Exercise description: Print every line from the start of the data, and when you reach the line with "in foreground --mode=segment", include it and stop. Pictures are not part of the copy.
Data for review Block Start
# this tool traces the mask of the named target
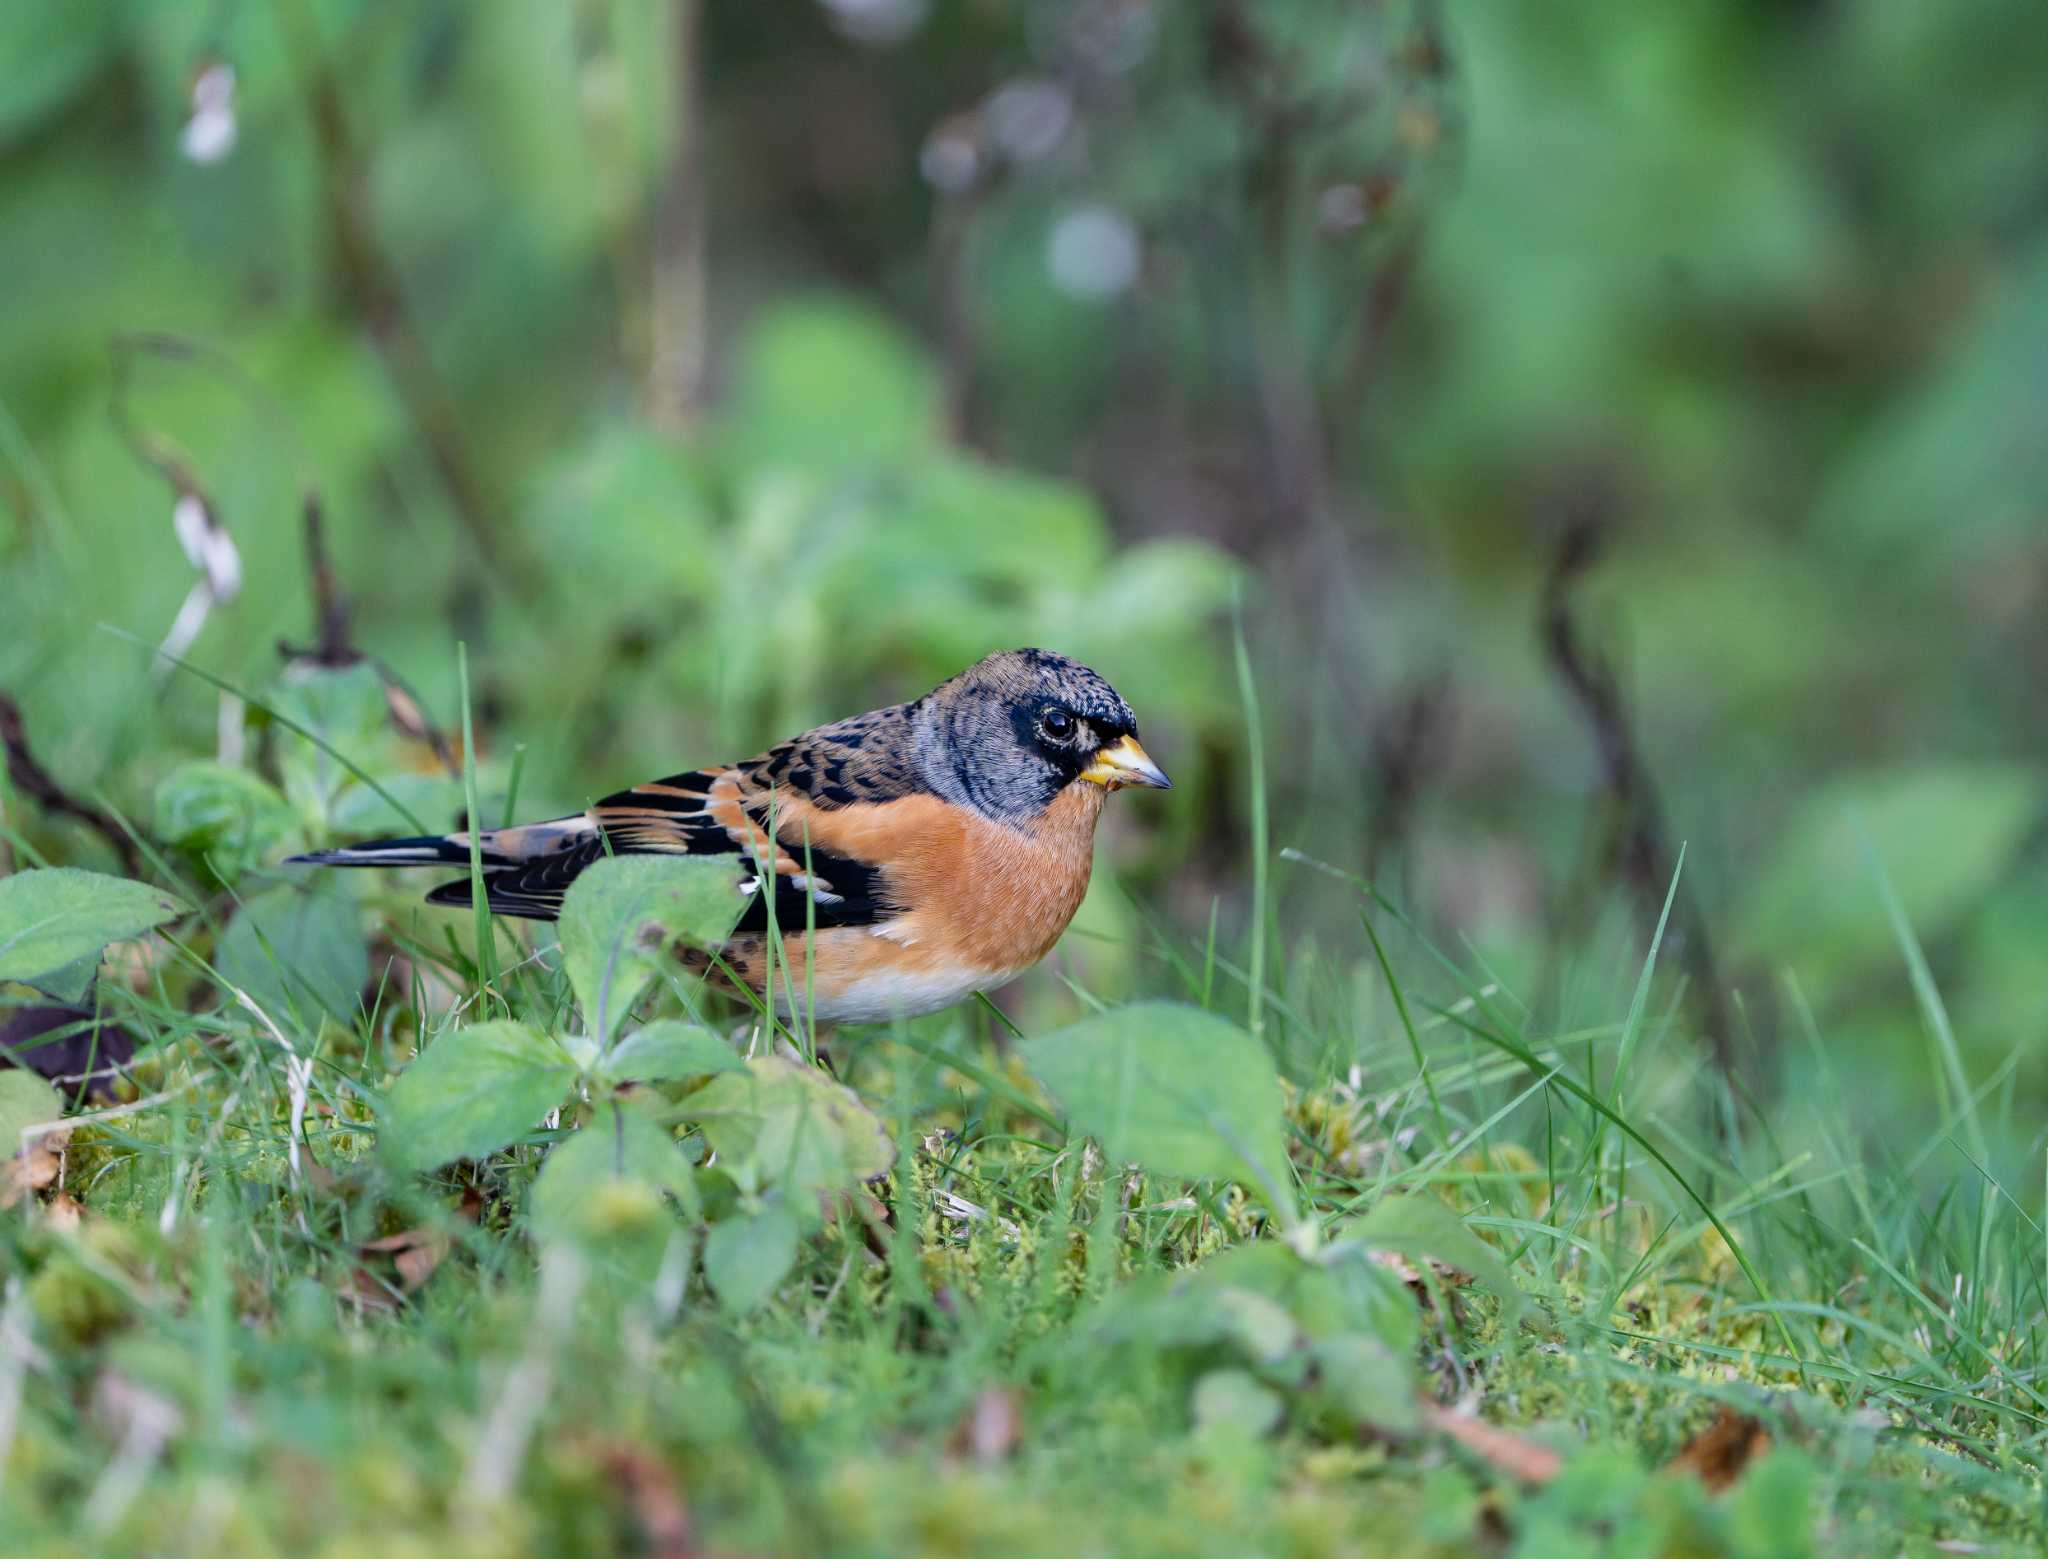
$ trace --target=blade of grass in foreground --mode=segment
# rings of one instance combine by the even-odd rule
[[[1345,873],[1344,875],[1348,876],[1349,873]],[[1455,979],[1458,982],[1459,986],[1465,991],[1465,994],[1473,998],[1475,1010],[1485,1012],[1487,1009],[1484,1003],[1481,1001],[1479,993],[1472,989],[1470,982],[1467,981],[1465,978],[1464,971],[1460,969],[1454,962],[1452,962],[1451,959],[1445,957],[1444,954],[1436,947],[1436,945],[1429,940],[1429,938],[1423,936],[1421,932],[1417,930],[1415,925],[1408,919],[1408,917],[1401,912],[1400,907],[1396,905],[1392,900],[1387,898],[1385,894],[1381,893],[1378,888],[1373,887],[1369,883],[1361,884],[1361,886],[1365,892],[1372,895],[1374,903],[1378,904],[1381,909],[1385,910],[1389,915],[1393,916],[1396,923],[1398,923],[1403,930],[1413,935],[1416,938],[1416,940],[1423,945],[1423,947],[1429,950],[1430,955],[1434,957],[1438,963],[1444,966],[1444,968],[1450,973],[1451,977]],[[1606,1100],[1602,1099],[1594,1089],[1589,1088],[1585,1084],[1579,1082],[1579,1080],[1573,1077],[1569,1072],[1559,1071],[1555,1068],[1546,1065],[1543,1059],[1540,1056],[1538,1056],[1535,1053],[1535,1051],[1531,1050],[1527,1045],[1522,1044],[1519,1040],[1510,1039],[1506,1034],[1495,1033],[1493,1029],[1488,1027],[1486,1024],[1474,1022],[1470,1018],[1462,1016],[1448,1008],[1432,1006],[1431,1010],[1435,1012],[1439,1017],[1446,1018],[1450,1022],[1457,1024],[1458,1027],[1466,1030],[1475,1039],[1481,1040],[1482,1042],[1493,1046],[1496,1050],[1501,1051],[1505,1055],[1513,1056],[1515,1060],[1521,1062],[1521,1064],[1524,1067],[1528,1068],[1537,1076],[1549,1077],[1553,1083],[1563,1088],[1566,1092],[1570,1093],[1581,1103],[1587,1105],[1597,1114],[1604,1117],[1609,1123],[1611,1123],[1614,1126],[1614,1128],[1617,1131],[1621,1132],[1623,1136],[1627,1137],[1629,1141],[1635,1143],[1637,1147],[1641,1148],[1645,1153],[1649,1154],[1651,1159],[1653,1159],[1656,1162],[1657,1166],[1660,1169],[1662,1169],[1665,1174],[1669,1175],[1672,1179],[1672,1182],[1675,1185],[1677,1185],[1677,1187],[1681,1191],[1683,1191],[1688,1198],[1690,1198],[1693,1205],[1699,1208],[1700,1213],[1702,1214],[1702,1216],[1706,1218],[1707,1222],[1714,1226],[1714,1232],[1720,1235],[1722,1241],[1728,1246],[1728,1254],[1735,1258],[1735,1264],[1742,1269],[1742,1275],[1745,1278],[1749,1279],[1750,1287],[1756,1290],[1757,1297],[1763,1300],[1766,1304],[1776,1303],[1776,1301],[1773,1300],[1771,1297],[1769,1285],[1766,1284],[1763,1280],[1763,1274],[1757,1271],[1755,1264],[1749,1259],[1748,1252],[1743,1250],[1742,1242],[1736,1239],[1735,1231],[1729,1228],[1727,1224],[1721,1221],[1721,1215],[1715,1212],[1713,1207],[1708,1203],[1707,1199],[1701,1196],[1700,1193],[1693,1188],[1692,1182],[1679,1172],[1678,1166],[1676,1164],[1673,1164],[1669,1158],[1665,1157],[1663,1152],[1658,1149],[1655,1143],[1651,1142],[1648,1137],[1644,1136],[1640,1131],[1638,1131],[1631,1122],[1629,1122],[1626,1118],[1624,1118],[1621,1115],[1619,1111],[1615,1110],[1612,1106],[1610,1106],[1607,1103]],[[1491,1014],[1489,1014],[1489,1016],[1491,1016]],[[1779,1315],[1775,1310],[1773,1310],[1771,1313],[1771,1320],[1773,1324],[1778,1328],[1778,1335],[1785,1344],[1785,1351],[1788,1354],[1790,1354],[1795,1361],[1799,1360],[1799,1345],[1793,1340],[1792,1329],[1791,1327],[1786,1325],[1785,1318]]]
[[[1252,679],[1251,654],[1244,642],[1244,596],[1234,597],[1232,610],[1237,640],[1237,688],[1244,700],[1246,746],[1251,754],[1252,782],[1252,950],[1251,1011],[1245,1026],[1252,1038],[1266,1037],[1266,747],[1259,731],[1259,689]]]
[[[1433,1010],[1441,1013],[1444,1016],[1451,1017],[1451,1015],[1445,1012],[1442,1008],[1435,1008]],[[1741,1242],[1735,1238],[1735,1231],[1729,1228],[1727,1224],[1721,1221],[1721,1215],[1714,1211],[1712,1205],[1707,1201],[1705,1197],[1701,1196],[1698,1191],[1693,1189],[1692,1182],[1686,1179],[1684,1175],[1679,1173],[1678,1166],[1676,1164],[1673,1164],[1670,1159],[1666,1158],[1664,1154],[1658,1149],[1655,1143],[1650,1141],[1650,1139],[1644,1136],[1640,1131],[1636,1130],[1636,1128],[1633,1125],[1631,1125],[1629,1121],[1626,1120],[1619,1112],[1613,1109],[1607,1103],[1606,1100],[1602,1099],[1599,1096],[1599,1094],[1594,1092],[1592,1089],[1586,1087],[1577,1078],[1573,1077],[1569,1072],[1557,1071],[1552,1067],[1546,1066],[1540,1056],[1538,1056],[1533,1050],[1529,1049],[1528,1046],[1521,1044],[1519,1041],[1510,1039],[1505,1034],[1496,1034],[1491,1029],[1486,1028],[1483,1024],[1474,1023],[1465,1018],[1451,1017],[1451,1021],[1456,1023],[1460,1028],[1463,1028],[1467,1032],[1469,1032],[1473,1038],[1478,1039],[1486,1044],[1492,1045],[1496,1050],[1502,1051],[1507,1055],[1513,1056],[1517,1061],[1521,1062],[1523,1066],[1527,1067],[1530,1071],[1536,1073],[1538,1076],[1550,1078],[1550,1080],[1557,1084],[1557,1086],[1563,1088],[1566,1092],[1570,1093],[1574,1098],[1578,1099],[1581,1103],[1590,1106],[1601,1116],[1605,1117],[1606,1120],[1613,1125],[1616,1131],[1619,1131],[1623,1136],[1627,1137],[1629,1141],[1633,1142],[1637,1147],[1641,1148],[1645,1153],[1649,1154],[1650,1157],[1656,1161],[1657,1167],[1662,1169],[1665,1174],[1669,1175],[1672,1179],[1672,1182],[1675,1185],[1677,1185],[1677,1187],[1681,1191],[1683,1191],[1687,1197],[1689,1197],[1692,1200],[1692,1203],[1695,1207],[1699,1208],[1701,1216],[1703,1216],[1707,1220],[1707,1222],[1711,1223],[1714,1226],[1714,1232],[1720,1235],[1722,1241],[1727,1245],[1728,1254],[1735,1258],[1735,1264],[1742,1269],[1742,1275],[1749,1279],[1750,1287],[1756,1290],[1757,1297],[1763,1300],[1766,1304],[1774,1305],[1777,1303],[1776,1300],[1771,1298],[1770,1288],[1768,1285],[1765,1284],[1763,1280],[1763,1275],[1759,1273],[1756,1270],[1755,1266],[1751,1264],[1749,1256],[1747,1255],[1747,1253],[1744,1252],[1742,1248]],[[1777,1314],[1777,1312],[1774,1310],[1771,1314],[1771,1319],[1777,1325],[1778,1334],[1783,1339],[1785,1344],[1785,1351],[1791,1354],[1794,1360],[1798,1360],[1800,1357],[1799,1346],[1792,1340],[1792,1330],[1785,1324],[1784,1317]]]
[[[1415,1020],[1408,1015],[1408,997],[1401,989],[1400,980],[1395,977],[1394,966],[1387,958],[1386,947],[1380,941],[1372,916],[1360,909],[1358,923],[1365,927],[1366,939],[1372,943],[1372,955],[1379,960],[1380,973],[1386,977],[1387,989],[1393,993],[1394,1012],[1401,1020],[1401,1032],[1408,1036],[1408,1048],[1415,1055],[1415,1070],[1421,1073],[1422,1086],[1429,1092],[1429,1107],[1436,1115],[1437,1135],[1449,1142],[1451,1128],[1444,1119],[1444,1101],[1437,1097],[1436,1079],[1429,1075],[1429,1057],[1423,1052],[1422,1036],[1415,1032]]]
[[[1877,842],[1870,837],[1870,831],[1861,818],[1855,822],[1856,840],[1862,846],[1864,864],[1877,881],[1878,896],[1884,901],[1892,933],[1898,938],[1899,955],[1906,961],[1906,974],[1912,981],[1913,997],[1919,1004],[1921,1019],[1927,1025],[1928,1038],[1933,1042],[1945,1091],[1953,1096],[1954,1108],[1962,1117],[1964,1139],[1969,1143],[1965,1157],[1980,1165],[1989,1164],[1991,1145],[1984,1134],[1984,1122],[1977,1112],[1976,1096],[1970,1090],[1969,1074],[1963,1070],[1962,1048],[1957,1045],[1955,1028],[1948,1020],[1948,1004],[1941,999],[1940,988],[1934,983],[1934,971],[1928,967],[1927,954],[1921,949],[1920,938],[1914,934],[1906,906],[1900,902],[1898,890],[1892,886],[1891,873],[1885,870],[1884,857],[1877,852]],[[1977,1196],[1977,1272],[1980,1276],[1991,1270],[1991,1227],[1995,1210],[1996,1204],[1980,1187]],[[1972,1283],[1971,1318],[1980,1323],[1983,1303],[1983,1283]]]
[[[455,675],[462,684],[462,805],[469,814],[469,902],[476,913],[476,968],[484,989],[489,990],[498,983],[498,950],[491,945],[490,896],[484,891],[484,818],[476,794],[476,729],[469,716],[469,646],[460,641],[455,646]],[[510,1010],[507,1002],[506,1011]]]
Data for review Block End
Finished task:
# this tool traces the mask of the named target
$ trace --target=blade of grass in foreground --mode=segment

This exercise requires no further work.